What to produce: Look through the data below and work out how many lines contain the string "mound". Give the number alone.

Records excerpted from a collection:
++++++++

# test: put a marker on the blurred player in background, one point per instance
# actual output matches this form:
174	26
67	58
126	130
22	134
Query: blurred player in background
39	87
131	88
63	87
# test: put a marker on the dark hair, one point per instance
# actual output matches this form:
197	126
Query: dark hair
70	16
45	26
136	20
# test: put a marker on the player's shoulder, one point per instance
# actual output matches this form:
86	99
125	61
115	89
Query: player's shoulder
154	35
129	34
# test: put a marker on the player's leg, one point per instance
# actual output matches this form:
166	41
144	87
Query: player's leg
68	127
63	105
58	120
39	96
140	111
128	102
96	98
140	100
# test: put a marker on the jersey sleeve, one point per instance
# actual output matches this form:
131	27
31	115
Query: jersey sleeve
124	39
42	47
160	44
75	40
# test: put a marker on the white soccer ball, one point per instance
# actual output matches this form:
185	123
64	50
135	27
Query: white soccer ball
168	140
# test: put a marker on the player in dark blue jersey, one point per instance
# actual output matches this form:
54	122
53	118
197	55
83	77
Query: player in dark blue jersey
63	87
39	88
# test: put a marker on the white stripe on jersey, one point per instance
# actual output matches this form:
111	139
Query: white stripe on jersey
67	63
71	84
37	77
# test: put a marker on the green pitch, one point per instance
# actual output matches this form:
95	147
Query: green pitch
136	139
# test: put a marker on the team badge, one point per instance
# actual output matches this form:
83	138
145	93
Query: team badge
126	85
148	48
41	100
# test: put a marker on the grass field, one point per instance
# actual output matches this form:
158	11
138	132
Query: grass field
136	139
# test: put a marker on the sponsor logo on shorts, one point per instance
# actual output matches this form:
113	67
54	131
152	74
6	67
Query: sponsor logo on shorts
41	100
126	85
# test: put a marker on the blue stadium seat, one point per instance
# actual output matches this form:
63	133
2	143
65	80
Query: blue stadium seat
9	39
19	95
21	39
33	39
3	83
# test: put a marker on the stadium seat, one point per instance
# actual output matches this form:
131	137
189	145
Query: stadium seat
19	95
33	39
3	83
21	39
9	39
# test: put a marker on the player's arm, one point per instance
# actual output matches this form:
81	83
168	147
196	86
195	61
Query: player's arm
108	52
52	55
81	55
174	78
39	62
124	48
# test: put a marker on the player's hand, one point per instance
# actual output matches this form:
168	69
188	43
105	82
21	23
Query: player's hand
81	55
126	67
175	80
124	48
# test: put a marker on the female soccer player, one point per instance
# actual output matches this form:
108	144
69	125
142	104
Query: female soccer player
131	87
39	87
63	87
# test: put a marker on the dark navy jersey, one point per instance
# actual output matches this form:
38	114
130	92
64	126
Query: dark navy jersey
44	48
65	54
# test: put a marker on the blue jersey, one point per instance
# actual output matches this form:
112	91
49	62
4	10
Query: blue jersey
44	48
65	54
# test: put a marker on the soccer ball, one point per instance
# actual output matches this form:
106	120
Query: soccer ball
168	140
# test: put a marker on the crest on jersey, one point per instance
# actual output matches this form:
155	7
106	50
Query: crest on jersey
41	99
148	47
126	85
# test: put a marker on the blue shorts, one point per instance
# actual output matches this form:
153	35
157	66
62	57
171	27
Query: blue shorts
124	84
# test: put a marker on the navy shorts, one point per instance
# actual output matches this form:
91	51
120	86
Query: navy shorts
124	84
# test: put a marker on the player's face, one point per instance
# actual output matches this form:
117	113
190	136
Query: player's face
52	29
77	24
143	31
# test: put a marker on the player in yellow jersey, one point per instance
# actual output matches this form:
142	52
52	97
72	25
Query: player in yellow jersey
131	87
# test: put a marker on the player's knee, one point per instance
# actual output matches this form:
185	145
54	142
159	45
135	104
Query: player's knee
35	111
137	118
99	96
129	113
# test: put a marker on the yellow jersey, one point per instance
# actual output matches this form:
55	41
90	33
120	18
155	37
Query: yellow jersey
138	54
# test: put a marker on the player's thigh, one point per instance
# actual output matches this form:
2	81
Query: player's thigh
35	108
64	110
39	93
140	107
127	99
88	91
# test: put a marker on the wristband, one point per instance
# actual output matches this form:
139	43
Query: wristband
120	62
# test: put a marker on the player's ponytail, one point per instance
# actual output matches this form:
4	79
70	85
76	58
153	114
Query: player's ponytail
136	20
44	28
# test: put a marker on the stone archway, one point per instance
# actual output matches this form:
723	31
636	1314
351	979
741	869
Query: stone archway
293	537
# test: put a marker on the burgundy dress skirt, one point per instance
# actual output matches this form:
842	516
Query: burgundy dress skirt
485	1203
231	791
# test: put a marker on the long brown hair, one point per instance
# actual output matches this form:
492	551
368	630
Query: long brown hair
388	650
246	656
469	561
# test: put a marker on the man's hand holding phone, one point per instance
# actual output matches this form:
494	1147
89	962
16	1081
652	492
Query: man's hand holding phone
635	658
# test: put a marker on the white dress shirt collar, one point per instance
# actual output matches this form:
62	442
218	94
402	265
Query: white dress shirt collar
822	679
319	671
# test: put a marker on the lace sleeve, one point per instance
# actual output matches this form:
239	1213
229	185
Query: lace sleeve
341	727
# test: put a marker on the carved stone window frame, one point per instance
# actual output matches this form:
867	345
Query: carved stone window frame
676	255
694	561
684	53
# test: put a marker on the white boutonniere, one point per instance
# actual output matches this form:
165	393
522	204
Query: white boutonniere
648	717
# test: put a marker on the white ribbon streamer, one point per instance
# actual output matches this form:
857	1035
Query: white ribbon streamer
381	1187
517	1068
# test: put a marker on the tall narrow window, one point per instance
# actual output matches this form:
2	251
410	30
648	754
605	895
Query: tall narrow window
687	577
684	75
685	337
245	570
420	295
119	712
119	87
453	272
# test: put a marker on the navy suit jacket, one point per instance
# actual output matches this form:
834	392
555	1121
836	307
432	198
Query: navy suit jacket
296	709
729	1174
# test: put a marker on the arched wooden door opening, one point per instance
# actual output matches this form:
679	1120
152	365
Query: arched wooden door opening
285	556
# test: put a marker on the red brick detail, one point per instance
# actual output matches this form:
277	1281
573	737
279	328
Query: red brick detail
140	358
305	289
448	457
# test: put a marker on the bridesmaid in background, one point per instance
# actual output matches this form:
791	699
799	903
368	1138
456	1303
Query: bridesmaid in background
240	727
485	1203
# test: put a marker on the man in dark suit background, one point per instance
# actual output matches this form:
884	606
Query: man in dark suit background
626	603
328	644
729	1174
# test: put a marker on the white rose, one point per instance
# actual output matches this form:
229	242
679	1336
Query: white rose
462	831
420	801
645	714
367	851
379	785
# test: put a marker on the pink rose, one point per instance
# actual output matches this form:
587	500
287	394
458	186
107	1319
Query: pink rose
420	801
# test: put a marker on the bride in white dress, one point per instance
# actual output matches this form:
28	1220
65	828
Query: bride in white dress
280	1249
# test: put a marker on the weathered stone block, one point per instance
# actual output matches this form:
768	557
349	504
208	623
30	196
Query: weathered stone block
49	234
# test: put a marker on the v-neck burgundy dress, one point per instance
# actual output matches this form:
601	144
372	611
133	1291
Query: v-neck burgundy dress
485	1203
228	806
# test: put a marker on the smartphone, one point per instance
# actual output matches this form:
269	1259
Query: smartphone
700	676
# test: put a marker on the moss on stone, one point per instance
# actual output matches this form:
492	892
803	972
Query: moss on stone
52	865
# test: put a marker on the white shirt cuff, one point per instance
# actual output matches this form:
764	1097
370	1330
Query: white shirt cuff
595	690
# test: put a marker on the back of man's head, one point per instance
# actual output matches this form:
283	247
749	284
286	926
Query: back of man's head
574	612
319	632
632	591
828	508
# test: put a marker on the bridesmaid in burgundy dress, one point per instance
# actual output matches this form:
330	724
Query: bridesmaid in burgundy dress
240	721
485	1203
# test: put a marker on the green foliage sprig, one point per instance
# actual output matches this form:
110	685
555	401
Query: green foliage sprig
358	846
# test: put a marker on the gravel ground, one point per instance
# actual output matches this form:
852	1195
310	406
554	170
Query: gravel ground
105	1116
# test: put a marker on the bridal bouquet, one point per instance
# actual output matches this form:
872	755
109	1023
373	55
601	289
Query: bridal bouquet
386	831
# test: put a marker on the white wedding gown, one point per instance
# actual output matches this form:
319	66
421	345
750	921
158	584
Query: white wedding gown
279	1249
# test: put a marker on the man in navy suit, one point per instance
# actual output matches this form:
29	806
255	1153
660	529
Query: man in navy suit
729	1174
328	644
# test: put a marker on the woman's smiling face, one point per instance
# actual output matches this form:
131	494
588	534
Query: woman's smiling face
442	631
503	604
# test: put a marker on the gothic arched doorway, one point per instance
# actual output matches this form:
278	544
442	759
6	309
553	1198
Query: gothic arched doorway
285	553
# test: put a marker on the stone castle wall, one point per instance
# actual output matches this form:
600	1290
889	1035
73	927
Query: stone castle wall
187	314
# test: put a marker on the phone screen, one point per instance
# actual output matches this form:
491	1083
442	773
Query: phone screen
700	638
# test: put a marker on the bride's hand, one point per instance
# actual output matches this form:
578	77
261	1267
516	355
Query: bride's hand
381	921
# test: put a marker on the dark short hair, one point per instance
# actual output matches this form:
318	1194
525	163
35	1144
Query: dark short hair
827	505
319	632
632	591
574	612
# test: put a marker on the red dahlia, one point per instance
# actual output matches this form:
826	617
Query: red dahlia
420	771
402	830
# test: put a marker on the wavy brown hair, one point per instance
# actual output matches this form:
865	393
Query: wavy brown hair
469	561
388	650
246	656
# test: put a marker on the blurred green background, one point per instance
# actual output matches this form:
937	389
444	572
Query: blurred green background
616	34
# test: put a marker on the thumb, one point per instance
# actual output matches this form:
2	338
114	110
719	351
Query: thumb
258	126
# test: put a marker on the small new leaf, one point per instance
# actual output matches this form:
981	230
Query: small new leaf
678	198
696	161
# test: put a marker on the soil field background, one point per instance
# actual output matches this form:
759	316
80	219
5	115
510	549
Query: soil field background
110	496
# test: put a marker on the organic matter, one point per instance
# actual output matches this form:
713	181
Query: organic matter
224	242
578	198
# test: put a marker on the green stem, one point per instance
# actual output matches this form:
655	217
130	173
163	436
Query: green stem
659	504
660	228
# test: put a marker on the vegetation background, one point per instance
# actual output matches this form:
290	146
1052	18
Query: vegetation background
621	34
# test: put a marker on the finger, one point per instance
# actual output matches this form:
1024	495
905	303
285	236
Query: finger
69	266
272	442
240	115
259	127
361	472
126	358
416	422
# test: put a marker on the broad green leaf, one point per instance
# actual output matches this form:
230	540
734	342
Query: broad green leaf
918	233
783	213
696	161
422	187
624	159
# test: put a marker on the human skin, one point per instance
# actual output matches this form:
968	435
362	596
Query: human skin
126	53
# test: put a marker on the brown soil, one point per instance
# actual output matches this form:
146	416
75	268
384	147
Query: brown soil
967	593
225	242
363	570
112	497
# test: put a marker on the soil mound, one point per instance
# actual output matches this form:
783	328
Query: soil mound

++++++++

Exercise solution: 2